Start of Article

Yum, Smell that Beef

Our half a cow arrived today, thankfully. Our yearling only dressed at 900 pounds which is small. It's amazing how much meat it is and at the same time, how much it isn't. 250 pounds of beef is nothing to sniff at. Really. But when we're looking at it from the perspective of how long will it keep me from buying beef at the grocery store.. it isn't all that much.

This weekend is going to have me in the kitchen, making and freezing meals. I'd planned on doing three different kinds of meatballs, meatloaf, beef stew and tomato base vegetable soup, so that on nights that we just don't want to cook, its a matter of heating up something out of the freezer instead of slaving over a stove or worse, eating out. I love to cook so I'm looking forward to spending the time in the kitchen with the kids, tripping over dogs and messing up dishes!

I suppose this is a good time for me to share my recipes... if I actually followed any when it comes to stuff I cooked in my grandma's kitchen or I just know how to make. Jake is getting there but is still surprised that I can say I want to make something and I make it with no recipe. I did this with meatballs a couple of months ago. I saw a package of them in the frozen food section, had to jump start my heart when I saw the price and just bought the hamburger to make them myself. It's the same principal as meatloaf (and I make a fantastic meatloaf) so I just made them and added what I wanted to give them the texture and flavor I wanted.

I have no idea what the measurements are. I just know what goes in and eyeball it. Not everything I do this with works perfectly and sometimes it doesn't work out at all, but for the most part, I just decide I want to make something and if I need some help from the internet, I look it up.

End of Article
Start of Data extract

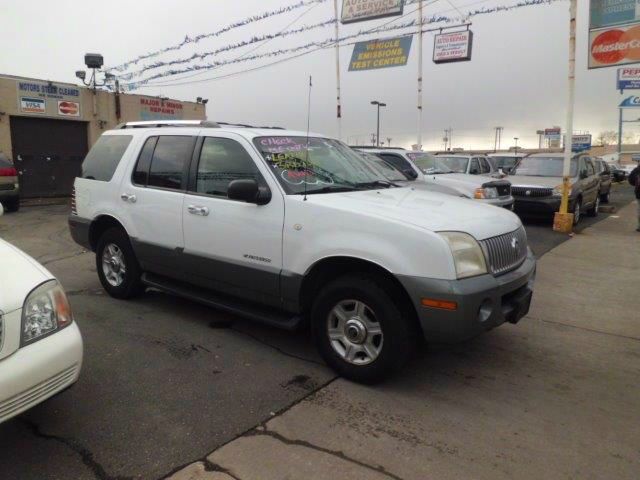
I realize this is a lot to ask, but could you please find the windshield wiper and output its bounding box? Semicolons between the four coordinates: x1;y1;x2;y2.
356;180;400;188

End of Data extract

Exercise:
Print the part of the beef post from "Our half a cow" to "all that much." word for word. Rely only on the post about the beef delivery, not on the material.

Exercise solution:
Our half a cow arrived today, thankfully. Our yearling only dressed at 900 pounds which is small. It's amazing how much meat it is and at the same time, how much it isn't. 250 pounds of beef is nothing to sniff at. Really. But when we're looking at it from the perspective of how long will it keep me from buying beef at the grocery store.. it isn't all that much.